-- start Given records --

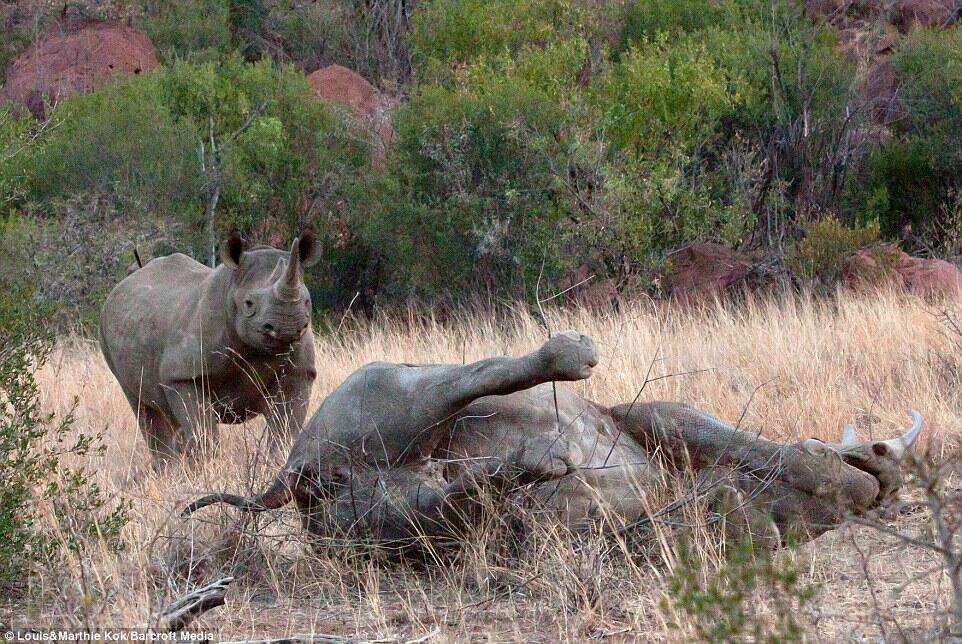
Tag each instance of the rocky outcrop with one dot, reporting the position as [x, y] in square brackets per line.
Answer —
[927, 278]
[348, 89]
[705, 269]
[74, 59]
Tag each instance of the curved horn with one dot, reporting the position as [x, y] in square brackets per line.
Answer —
[848, 436]
[278, 494]
[288, 286]
[899, 445]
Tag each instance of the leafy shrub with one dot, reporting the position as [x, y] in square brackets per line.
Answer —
[819, 257]
[195, 30]
[911, 179]
[138, 143]
[722, 606]
[294, 159]
[121, 140]
[34, 449]
[15, 140]
[446, 34]
[646, 19]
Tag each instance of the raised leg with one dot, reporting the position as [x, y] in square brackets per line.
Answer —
[386, 414]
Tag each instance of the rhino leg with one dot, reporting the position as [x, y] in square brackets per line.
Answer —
[196, 420]
[807, 487]
[159, 432]
[407, 508]
[437, 392]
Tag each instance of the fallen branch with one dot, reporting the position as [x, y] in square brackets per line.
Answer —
[180, 613]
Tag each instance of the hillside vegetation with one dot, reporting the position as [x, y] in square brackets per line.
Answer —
[533, 141]
[792, 370]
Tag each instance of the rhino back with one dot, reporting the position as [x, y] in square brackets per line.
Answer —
[150, 313]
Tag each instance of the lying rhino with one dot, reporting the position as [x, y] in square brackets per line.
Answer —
[193, 346]
[367, 462]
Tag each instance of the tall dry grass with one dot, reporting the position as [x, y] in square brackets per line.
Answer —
[796, 368]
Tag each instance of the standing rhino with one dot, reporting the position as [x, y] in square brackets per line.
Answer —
[367, 464]
[193, 346]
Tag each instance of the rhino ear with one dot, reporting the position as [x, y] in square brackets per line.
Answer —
[309, 247]
[231, 251]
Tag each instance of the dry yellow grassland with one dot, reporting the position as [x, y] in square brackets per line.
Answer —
[794, 369]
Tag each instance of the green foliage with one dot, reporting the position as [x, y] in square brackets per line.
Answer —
[910, 179]
[15, 140]
[295, 158]
[35, 449]
[123, 141]
[646, 19]
[195, 30]
[447, 34]
[819, 257]
[722, 605]
[138, 142]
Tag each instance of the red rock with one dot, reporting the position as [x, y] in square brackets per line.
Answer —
[347, 88]
[879, 90]
[705, 269]
[585, 289]
[924, 13]
[60, 64]
[927, 278]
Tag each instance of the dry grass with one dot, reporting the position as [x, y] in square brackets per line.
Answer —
[795, 369]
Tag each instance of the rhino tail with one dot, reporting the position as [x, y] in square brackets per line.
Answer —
[279, 493]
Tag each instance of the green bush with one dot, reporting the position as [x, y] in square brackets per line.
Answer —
[819, 258]
[15, 141]
[646, 19]
[447, 34]
[138, 143]
[912, 178]
[189, 29]
[34, 466]
[722, 605]
[123, 141]
[295, 159]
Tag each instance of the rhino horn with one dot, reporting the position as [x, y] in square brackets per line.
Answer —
[288, 287]
[898, 446]
[848, 436]
[278, 494]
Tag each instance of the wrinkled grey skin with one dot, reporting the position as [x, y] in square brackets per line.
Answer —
[399, 454]
[193, 346]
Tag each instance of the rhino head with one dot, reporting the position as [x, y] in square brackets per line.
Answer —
[268, 305]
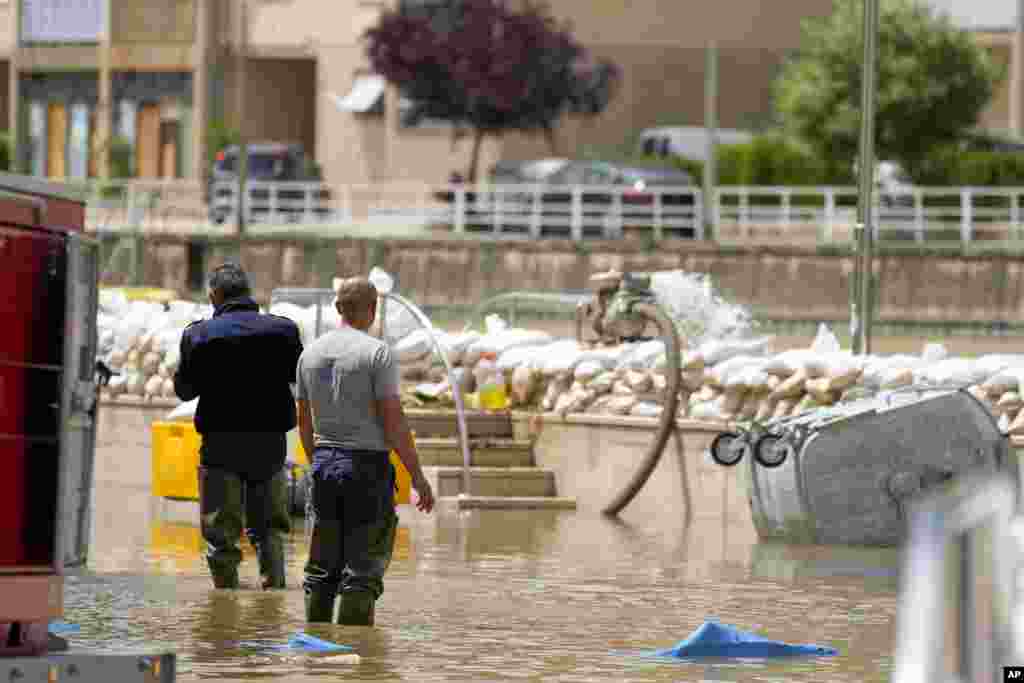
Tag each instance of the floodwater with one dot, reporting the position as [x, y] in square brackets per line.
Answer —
[482, 596]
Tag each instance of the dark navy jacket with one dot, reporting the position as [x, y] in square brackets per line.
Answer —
[240, 365]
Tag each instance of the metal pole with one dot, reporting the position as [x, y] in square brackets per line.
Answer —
[865, 172]
[240, 107]
[711, 130]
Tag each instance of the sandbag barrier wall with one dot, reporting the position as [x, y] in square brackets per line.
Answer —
[777, 283]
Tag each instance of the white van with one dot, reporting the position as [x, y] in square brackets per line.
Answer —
[689, 141]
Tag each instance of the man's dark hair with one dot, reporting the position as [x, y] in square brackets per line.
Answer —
[229, 281]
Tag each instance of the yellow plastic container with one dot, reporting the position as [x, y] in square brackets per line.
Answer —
[175, 460]
[175, 463]
[403, 479]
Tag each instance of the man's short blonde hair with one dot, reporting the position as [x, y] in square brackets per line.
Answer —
[356, 297]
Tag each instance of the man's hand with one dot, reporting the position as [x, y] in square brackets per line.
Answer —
[424, 495]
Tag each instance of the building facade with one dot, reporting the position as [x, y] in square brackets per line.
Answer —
[90, 81]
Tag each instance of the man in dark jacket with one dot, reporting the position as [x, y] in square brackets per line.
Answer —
[241, 365]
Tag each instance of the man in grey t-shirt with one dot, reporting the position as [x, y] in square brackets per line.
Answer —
[350, 417]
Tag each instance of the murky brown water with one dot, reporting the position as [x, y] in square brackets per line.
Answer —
[482, 596]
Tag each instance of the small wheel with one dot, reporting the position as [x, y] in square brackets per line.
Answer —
[728, 449]
[771, 451]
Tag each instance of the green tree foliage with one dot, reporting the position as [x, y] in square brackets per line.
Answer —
[934, 81]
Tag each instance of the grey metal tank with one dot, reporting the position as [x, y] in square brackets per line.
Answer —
[852, 468]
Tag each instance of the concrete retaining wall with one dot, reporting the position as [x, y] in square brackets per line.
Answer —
[784, 283]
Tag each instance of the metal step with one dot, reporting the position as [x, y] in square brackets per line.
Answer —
[509, 503]
[483, 453]
[507, 481]
[444, 424]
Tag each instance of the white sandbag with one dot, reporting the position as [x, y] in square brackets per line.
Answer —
[455, 345]
[151, 363]
[721, 373]
[561, 357]
[167, 390]
[153, 387]
[715, 352]
[183, 413]
[646, 410]
[642, 355]
[934, 353]
[957, 372]
[414, 347]
[500, 342]
[522, 355]
[588, 370]
[825, 340]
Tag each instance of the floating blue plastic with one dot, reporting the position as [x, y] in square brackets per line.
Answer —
[302, 642]
[718, 640]
[60, 628]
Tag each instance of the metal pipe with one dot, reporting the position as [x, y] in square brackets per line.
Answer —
[865, 172]
[456, 387]
[668, 420]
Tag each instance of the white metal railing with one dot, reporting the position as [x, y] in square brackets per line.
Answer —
[738, 213]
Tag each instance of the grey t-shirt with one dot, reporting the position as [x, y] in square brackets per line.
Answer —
[342, 375]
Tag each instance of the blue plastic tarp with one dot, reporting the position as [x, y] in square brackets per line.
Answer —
[301, 642]
[720, 640]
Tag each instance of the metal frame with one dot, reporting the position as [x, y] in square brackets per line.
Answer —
[937, 522]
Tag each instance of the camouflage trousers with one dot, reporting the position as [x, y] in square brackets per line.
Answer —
[228, 503]
[353, 535]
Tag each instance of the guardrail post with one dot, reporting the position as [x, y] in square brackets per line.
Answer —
[966, 215]
[1015, 214]
[656, 215]
[829, 214]
[919, 215]
[744, 212]
[696, 219]
[460, 210]
[577, 224]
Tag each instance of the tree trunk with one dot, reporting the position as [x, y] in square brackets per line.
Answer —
[474, 158]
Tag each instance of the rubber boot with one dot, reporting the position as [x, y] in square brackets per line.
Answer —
[320, 606]
[271, 563]
[356, 608]
[223, 577]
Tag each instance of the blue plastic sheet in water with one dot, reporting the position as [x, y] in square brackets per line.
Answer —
[301, 642]
[719, 640]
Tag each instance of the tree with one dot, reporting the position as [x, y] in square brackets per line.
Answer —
[934, 81]
[488, 67]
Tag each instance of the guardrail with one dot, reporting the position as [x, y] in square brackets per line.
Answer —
[738, 214]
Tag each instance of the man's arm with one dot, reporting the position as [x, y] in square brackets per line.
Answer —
[185, 382]
[400, 438]
[306, 428]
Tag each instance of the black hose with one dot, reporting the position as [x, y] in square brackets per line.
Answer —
[668, 420]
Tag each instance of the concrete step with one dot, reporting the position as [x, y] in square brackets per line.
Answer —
[508, 503]
[507, 481]
[483, 453]
[444, 424]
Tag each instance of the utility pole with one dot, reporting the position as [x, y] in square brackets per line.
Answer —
[711, 130]
[240, 108]
[862, 309]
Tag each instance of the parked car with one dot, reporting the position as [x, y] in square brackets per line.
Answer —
[274, 162]
[640, 185]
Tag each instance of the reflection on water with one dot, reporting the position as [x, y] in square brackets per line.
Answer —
[496, 595]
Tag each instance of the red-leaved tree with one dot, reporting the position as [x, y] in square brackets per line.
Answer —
[489, 67]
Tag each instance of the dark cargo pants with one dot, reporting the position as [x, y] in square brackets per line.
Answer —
[226, 502]
[353, 534]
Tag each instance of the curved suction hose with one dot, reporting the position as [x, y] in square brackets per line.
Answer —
[668, 421]
[460, 411]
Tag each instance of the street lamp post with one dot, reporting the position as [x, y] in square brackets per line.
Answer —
[862, 309]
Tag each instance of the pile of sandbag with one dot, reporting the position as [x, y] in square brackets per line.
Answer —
[140, 341]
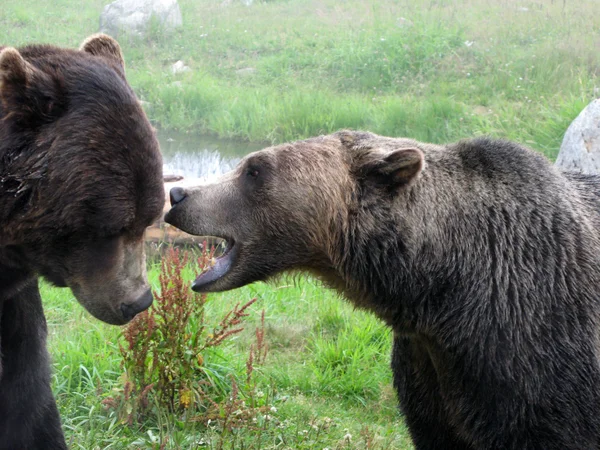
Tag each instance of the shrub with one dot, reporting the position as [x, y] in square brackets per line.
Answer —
[165, 351]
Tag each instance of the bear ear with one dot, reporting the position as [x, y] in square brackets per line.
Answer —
[15, 72]
[395, 169]
[27, 94]
[105, 46]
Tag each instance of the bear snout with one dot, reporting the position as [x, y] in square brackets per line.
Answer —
[176, 195]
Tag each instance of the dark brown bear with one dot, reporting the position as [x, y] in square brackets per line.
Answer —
[482, 257]
[80, 180]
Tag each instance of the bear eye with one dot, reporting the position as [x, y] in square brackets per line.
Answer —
[252, 172]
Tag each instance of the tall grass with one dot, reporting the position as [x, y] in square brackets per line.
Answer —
[282, 70]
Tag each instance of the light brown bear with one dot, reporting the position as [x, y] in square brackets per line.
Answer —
[482, 257]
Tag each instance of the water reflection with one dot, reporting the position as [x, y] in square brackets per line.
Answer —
[200, 156]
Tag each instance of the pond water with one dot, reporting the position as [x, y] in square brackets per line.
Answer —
[201, 156]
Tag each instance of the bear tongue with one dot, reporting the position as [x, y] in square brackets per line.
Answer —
[220, 267]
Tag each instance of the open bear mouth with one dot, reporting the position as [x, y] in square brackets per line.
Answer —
[219, 266]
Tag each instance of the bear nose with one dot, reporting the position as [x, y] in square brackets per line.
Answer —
[176, 195]
[130, 310]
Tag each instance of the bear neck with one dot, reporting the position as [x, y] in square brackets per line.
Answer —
[22, 168]
[500, 246]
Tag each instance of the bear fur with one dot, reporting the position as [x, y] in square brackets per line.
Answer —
[481, 256]
[80, 180]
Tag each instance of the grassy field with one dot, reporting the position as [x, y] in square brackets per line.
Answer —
[280, 70]
[326, 376]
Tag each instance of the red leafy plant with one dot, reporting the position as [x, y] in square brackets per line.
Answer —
[164, 351]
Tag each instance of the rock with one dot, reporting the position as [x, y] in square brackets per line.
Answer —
[403, 22]
[133, 17]
[580, 149]
[245, 71]
[179, 67]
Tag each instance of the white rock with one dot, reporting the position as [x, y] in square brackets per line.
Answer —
[580, 149]
[179, 67]
[133, 17]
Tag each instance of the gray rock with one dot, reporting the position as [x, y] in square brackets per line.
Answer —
[179, 67]
[580, 149]
[133, 17]
[246, 71]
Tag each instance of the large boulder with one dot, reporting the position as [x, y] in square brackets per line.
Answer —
[133, 17]
[580, 149]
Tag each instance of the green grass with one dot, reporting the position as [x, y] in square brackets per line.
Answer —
[280, 70]
[327, 374]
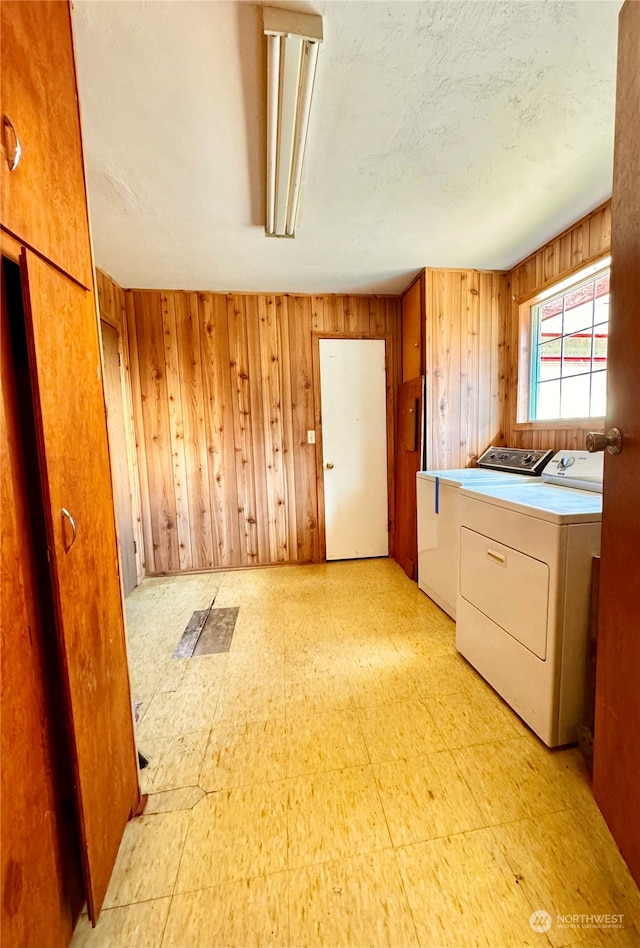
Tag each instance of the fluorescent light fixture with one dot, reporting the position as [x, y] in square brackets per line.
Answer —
[292, 53]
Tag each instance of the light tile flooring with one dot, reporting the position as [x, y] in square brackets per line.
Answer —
[343, 778]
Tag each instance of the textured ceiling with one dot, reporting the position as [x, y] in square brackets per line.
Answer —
[444, 133]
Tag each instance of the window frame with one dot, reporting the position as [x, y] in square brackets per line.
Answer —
[525, 351]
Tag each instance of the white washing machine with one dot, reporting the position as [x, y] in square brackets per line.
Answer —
[526, 554]
[438, 514]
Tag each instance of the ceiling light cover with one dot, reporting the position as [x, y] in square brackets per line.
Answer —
[292, 52]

-- end Given records --

## Exercise objective
Output the part of the entries that opens with the line containing "Tag each instance of the ceiling" and runs through the end of the entries as a Markdown table with columns n and Line. Number each row and leave out blank lines.

## Task response
| n | Line |
|---|---|
| 1 | Tag each instance of the ceiling light cover with one dot, reporting the position as [x, y] in square brackets per line. |
| 2 | Answer — |
| 3 | [292, 52] |